● What is being asked: Carry the NLP tutorial README forward from its last sentence.

● Document passage:
----------
/nlp-bazel-tutorial

nlp-bazel-tutorial includes a Chromium base Library and named entity recognition and text classification based on this implementation. Named entity recognition includes span ner and mrc ner, Text classification includes BERT text classification, including their Python training and c++ engineering.

Primary LanguageC++

nlp-tutorial

nlp-tutorial is a tutorial for who is studying NLP(Natural Language Processing),This project uses Pytorch training and deploying with C++.

一、 Structures

  • base
  • third party
  • name entity recognition
  • text classification
  • data
 ├── base
 ├── build
 ├── data
 │   ├── name_entity_recognition
 │   │   ├── mrc-ner
 │   │   └── span-ner
 │   └── text_classification
 ├── name_entity_recognition
 │   ├── chatgpt2-ner
 │   ├── mrc-ner
 │   │   ├── mrc-for-flat-nested-ner
 │   │   └── onnx-cpp
 │   │       └── model
 │   └── span-ner
 │       ├── onnx-cpp
 │       │   └── model
 │       └── span-bert-ner-pytorch
 ├── testing
 ├── text_classification
 │   ├── bert-finetune
 │   └── onnx-cpp
 │       └── model
 └── third_party

base

Base is pulled into many projects. For example, various ChromeOS daemons. So the bar for adding stuff is that it must have demonstrated wide applicability. Prefer to add things closer to where they're used (i.e. "not base"), and pull into base only when needed. In a project our size, sometimes even duplication is OK and inevitable.

二、 name entity recognition

Named entity recognition includes span ner and mrc ner.

1、span ner is reference paper of SpanNER: Named EntityRe-/Recognition as Span Prediction paper, the code is reference of [https://github.com/lonePatient/BERT-NER-Pytorch], On the basis of this codes, I add the codes for converting to onnxruntime and deployment in C++.
----------
● Records supplied:
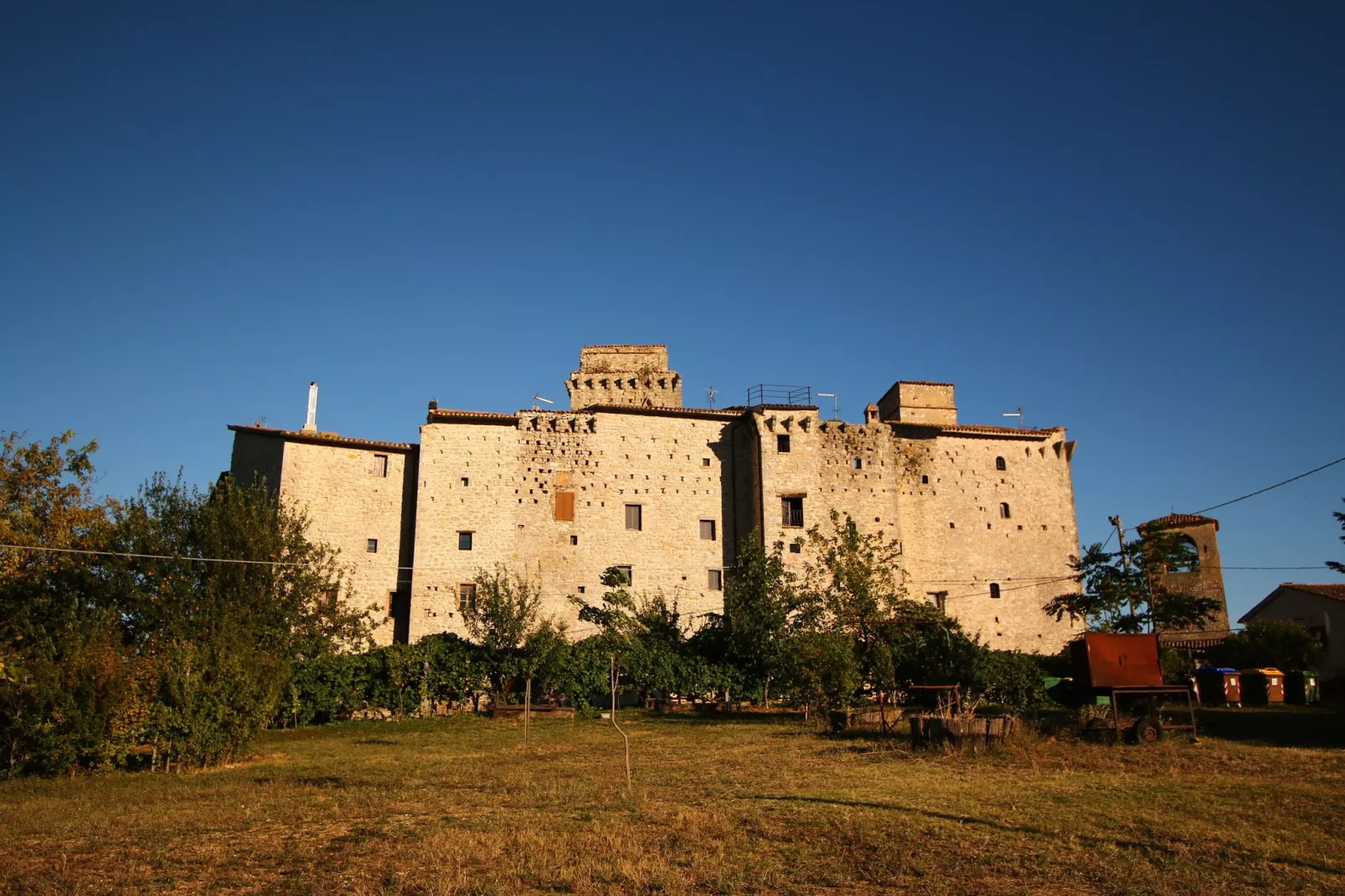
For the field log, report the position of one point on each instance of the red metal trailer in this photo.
(1127, 665)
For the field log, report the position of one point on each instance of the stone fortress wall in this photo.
(546, 492)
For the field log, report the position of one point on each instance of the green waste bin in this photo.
(1302, 687)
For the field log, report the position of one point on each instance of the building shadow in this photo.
(1275, 725)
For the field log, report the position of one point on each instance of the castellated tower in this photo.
(624, 376)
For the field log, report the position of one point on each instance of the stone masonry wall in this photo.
(667, 465)
(958, 541)
(348, 505)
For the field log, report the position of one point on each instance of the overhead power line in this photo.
(129, 556)
(1262, 492)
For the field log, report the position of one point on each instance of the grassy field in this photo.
(750, 803)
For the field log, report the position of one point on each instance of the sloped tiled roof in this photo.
(1180, 519)
(446, 415)
(326, 439)
(1332, 591)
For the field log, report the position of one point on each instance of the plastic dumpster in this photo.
(1219, 687)
(1302, 687)
(1263, 687)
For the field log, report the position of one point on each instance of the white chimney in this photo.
(312, 408)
----------
● Output for this task:
CLUENER

The overall performance of BERT on dev:

Accuracy (entity) Recall (entity) F1 score (entity)
BERT+Softmax 0.7897 0.8031 0.7963
BERT+CRF 0.7977 0.8177 0.8076
BERT+Span 0.8132 0.8092 0.8112
BERT+Span+adv 0.8267 0.8073 0.8169
BERT-small(6 layers)+Span+kd 0.8241 0.7839 0.8051
BERT+Span+focal_loss 0.8121 0.8008 0.8064
BERT+Span+label_smoothing 0.8235 0.7946 0.8088

2、Mrc ner is advances in Shannon.AI. for more details, please see A Unified MRC Framework for Named Entity Recognition In ACL 2020. paper , the code is in [https://github.com/ShannonAI/mrc-for-flat-nested-ner] , On the basis of this codes, I add the codes for converting to onnxruntime and deployment in C++.

msra_zh

model precision Recall F1 score
BERT+MRC 0.9243 0.9113 0.9177

三、 Text Classification

Using the pre trained models for text classification。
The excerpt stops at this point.